Copy out each line of the material below that contains the word "yellow".
....
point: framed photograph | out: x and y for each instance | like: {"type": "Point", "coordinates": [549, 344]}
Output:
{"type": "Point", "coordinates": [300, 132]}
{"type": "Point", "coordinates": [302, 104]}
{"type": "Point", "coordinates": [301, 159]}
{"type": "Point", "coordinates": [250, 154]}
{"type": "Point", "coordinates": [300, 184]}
....
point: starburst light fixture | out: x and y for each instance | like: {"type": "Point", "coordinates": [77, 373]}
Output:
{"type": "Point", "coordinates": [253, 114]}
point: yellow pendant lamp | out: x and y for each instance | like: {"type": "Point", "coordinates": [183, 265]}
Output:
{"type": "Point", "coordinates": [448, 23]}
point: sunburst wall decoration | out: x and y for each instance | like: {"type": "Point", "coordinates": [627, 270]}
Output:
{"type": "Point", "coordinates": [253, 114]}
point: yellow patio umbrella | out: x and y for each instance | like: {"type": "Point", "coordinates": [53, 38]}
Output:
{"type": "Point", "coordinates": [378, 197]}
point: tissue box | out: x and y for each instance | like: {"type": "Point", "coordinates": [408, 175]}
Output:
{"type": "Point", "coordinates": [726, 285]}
....
▶ Full solution
point: yellow pendant lamp | out: x and y for each instance | like: {"type": "Point", "coordinates": [183, 265]}
point: yellow patio umbrella | out: x and y for each instance | like: {"type": "Point", "coordinates": [53, 38]}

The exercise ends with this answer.